--- Start ---
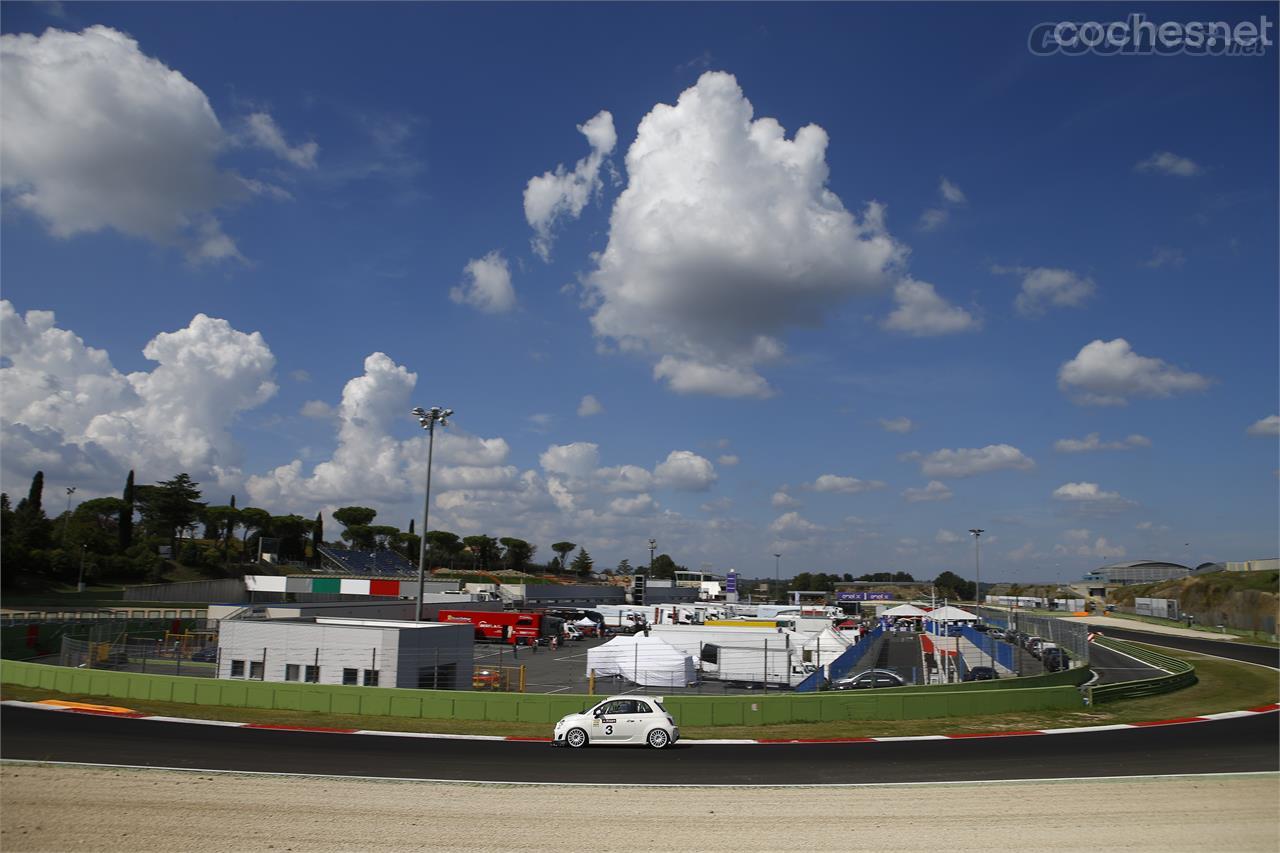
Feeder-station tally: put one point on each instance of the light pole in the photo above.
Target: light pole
(71, 491)
(977, 568)
(428, 419)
--- End ---
TASK DIRECTIONS:
Copy the lines above word for word, leaving out the picture.

ANSWER TO THIS PROBLEM:
Feeder-station tally: put one point on each instance of the light pole in the photo above.
Target: light pole
(71, 491)
(977, 568)
(428, 419)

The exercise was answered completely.